> [Problems to solve]
A) Answer these questions from the reporting guidance text:
(i) For which companies, and for which year, is the enforcement of gender pay gap reporting suspended?
(ii) What minimum period must the assessment of material uncertainties in the going concern statement cover?
(iii) In which publication did the FCA state that it expects issuers to put contingency plans in place?
B) List every heading that appears in the reporting guidance text.
C) Copy the reporting guidance text word for word, starting at the words "The Chartered Governance" and ending after "the coronavirus outbreak.".

> [Text segment]
----

Gender pay gap reporting
The government has announced that the enforcement of all gender pay gap reporting for companies with over 250 employees is suspended for the year 2019-20, although employers may continue to report relevant information if they wish.
The Chartered Governance Institute has published guidance on the holding of AGMs during the current crisis, including advice on attendance, venue and quorum.
It has also issued advice on the holding of virtual board meetings during the coronavirus outbreak.
Specific guidance for listed companies
Going concern statement
Another specific requirement for premium listed companies which will be particularly relevant is the impact the current crisis will have on the ‘going concern’ statement they are required to include in their yearly and half-yearly financial statements by both the Code and the Listing Rules. This statement must:
- state whether the board considers it appropriate to adopt the going concern basis of accounting in preparing the financial statements.
- assess the prospects of the company and identify any material uncertainties in relation to the company’s ability to continue to do so over a period of at least 12 months from the date of approval of the financial statements.
Longer term viability statement
Under the Code, premium listed companies must also include in their annual report a statement:
- explaining how the board has assessed the prospects of the company, over what period and why it considers that period to be appropriate (in each case taking into account the company’s current financial position and risks);
- as to whether the board has a reasonable expectation that the company will be able to continue in operation and meet its liabilities as they fall due over the relevant period, drawing attention to any qualifications or assumptions as necessary.
For listed companies, the FCA has also indicated, in Primary Market Bulletin 27, that it expects issuers to put in place contingency plans to mitigate the logistical issues that the pandemic may cause for reporting in future reporting periods eg by considering whether any non-essential parts of their report can be deprioritised. Any issuer who thinks it may not be able to meet its continuing obligations should seek appropriate advice and discuss this with their auditors and the FCA.

----

> [Source material]

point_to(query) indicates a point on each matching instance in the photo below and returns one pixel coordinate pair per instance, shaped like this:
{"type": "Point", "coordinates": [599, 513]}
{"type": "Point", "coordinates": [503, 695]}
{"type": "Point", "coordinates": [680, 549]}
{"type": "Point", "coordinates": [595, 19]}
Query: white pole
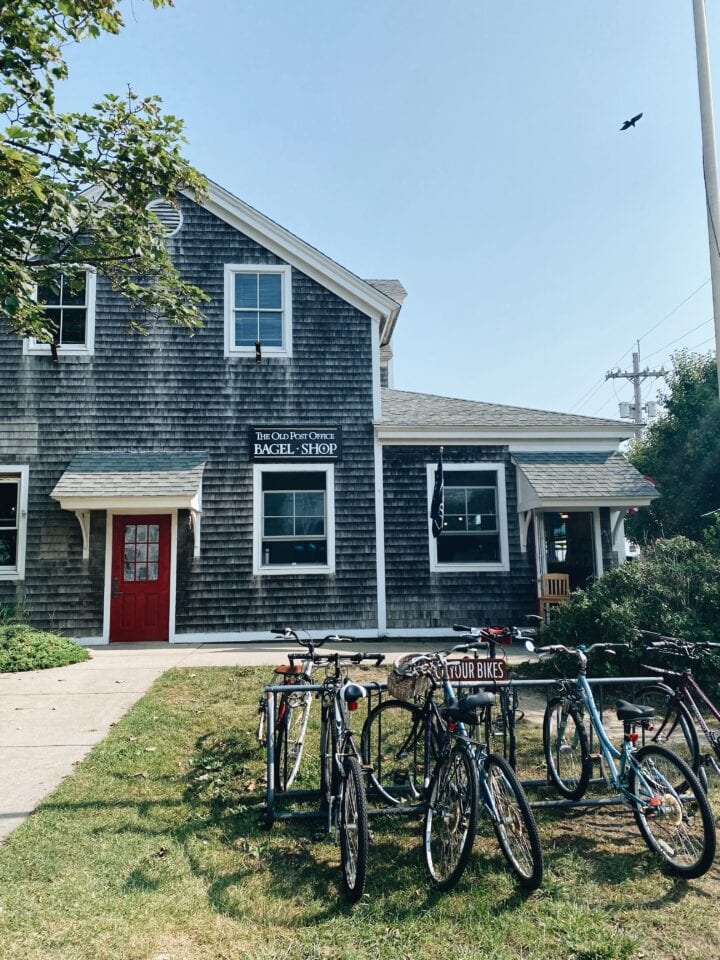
{"type": "Point", "coordinates": [712, 193]}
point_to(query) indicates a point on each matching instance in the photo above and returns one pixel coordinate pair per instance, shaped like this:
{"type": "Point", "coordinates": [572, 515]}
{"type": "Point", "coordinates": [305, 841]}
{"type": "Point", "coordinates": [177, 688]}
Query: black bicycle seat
{"type": "Point", "coordinates": [353, 692]}
{"type": "Point", "coordinates": [633, 711]}
{"type": "Point", "coordinates": [465, 710]}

----

> [Outputs for the tasks]
A)
(i) Companies with over 250 employees, for the year 2019-20.
(ii) At least 12 months from the date of approval of the financial statements.
(iii) Primary Market Bulletin 27.

B)
Gender pay gap reporting
Specific guidance for listed companies
Going concern statement
Longer term viability statement

C)
The Chartered Governance Institute has published guidance on the holding of AGMs during the current crisis, including advice on attendance, venue and quorum.
It has also issued advice on the holding of virtual board meetings during the coronavirus outbreak.